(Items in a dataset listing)
******************************

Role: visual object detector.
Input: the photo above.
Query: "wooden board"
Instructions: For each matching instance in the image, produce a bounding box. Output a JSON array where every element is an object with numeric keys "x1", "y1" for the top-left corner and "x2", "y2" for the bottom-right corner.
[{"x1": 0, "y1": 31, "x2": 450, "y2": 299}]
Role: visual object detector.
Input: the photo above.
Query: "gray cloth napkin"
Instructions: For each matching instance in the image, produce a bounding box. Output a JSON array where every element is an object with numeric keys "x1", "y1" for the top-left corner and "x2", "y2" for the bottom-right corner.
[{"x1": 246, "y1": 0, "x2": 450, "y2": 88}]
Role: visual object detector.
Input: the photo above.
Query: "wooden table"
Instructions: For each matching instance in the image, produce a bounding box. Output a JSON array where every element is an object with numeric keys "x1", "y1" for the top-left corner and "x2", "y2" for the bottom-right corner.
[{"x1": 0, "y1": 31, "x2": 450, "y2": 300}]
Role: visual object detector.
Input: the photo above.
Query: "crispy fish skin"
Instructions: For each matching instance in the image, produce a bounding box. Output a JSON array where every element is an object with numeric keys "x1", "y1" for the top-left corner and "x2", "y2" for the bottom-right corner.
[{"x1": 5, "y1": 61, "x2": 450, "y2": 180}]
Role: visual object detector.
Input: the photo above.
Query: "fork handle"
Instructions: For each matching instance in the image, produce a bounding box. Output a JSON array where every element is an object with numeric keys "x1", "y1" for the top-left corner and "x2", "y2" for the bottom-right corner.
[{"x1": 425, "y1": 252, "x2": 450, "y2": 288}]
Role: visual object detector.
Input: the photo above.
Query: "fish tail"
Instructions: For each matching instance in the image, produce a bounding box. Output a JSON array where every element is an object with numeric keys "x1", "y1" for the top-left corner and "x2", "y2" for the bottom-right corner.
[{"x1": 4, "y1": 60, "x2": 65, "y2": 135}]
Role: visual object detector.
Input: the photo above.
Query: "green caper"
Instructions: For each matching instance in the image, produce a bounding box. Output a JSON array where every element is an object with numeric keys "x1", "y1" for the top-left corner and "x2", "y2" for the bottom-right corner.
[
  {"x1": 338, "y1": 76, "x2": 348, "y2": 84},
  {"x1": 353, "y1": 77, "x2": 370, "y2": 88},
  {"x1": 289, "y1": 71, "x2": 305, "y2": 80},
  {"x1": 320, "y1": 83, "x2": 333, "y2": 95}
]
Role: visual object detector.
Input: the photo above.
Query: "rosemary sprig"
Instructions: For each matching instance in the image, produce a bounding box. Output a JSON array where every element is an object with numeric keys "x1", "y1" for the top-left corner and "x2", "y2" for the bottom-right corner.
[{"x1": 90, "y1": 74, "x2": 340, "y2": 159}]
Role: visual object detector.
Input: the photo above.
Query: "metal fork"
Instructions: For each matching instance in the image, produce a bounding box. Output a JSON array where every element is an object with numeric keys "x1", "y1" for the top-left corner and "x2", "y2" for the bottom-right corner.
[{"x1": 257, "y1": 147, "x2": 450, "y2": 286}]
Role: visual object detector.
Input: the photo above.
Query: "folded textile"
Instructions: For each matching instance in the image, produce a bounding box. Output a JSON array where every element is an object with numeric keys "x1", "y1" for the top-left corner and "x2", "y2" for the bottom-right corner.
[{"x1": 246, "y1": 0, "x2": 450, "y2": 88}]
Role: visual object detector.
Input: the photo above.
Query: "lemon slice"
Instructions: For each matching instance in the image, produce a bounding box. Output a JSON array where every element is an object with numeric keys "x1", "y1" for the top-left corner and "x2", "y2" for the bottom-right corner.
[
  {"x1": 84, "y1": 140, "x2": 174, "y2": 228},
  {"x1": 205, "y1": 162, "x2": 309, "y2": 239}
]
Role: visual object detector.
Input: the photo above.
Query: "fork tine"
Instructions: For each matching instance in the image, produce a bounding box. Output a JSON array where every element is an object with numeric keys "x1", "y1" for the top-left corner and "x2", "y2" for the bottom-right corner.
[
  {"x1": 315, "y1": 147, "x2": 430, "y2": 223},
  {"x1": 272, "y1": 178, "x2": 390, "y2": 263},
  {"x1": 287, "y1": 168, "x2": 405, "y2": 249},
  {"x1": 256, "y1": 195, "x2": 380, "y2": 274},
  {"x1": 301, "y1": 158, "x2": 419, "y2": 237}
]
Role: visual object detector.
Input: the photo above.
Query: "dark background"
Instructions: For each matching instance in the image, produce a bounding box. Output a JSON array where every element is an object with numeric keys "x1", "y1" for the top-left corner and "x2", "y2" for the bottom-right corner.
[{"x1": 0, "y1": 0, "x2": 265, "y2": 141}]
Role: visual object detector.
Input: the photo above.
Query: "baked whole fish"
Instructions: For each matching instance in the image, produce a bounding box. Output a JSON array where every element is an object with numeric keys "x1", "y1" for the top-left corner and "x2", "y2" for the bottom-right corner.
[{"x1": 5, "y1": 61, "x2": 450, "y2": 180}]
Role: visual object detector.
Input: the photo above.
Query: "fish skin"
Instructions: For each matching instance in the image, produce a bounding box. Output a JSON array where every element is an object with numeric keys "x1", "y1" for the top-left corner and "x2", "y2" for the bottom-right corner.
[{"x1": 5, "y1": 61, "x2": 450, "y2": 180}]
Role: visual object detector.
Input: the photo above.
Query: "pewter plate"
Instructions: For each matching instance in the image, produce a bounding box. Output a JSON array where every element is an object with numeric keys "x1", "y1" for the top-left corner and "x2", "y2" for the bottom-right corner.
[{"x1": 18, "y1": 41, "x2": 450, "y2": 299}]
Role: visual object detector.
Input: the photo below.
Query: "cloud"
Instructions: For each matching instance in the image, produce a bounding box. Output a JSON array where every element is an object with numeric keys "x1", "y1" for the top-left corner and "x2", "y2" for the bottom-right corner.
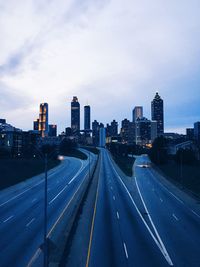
[{"x1": 0, "y1": 0, "x2": 200, "y2": 133}]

******************************

Select every line of the listing above that contains the word "wooden", matching case exactly, and copy those lines.

Query: "wooden board"
Query: "wooden table"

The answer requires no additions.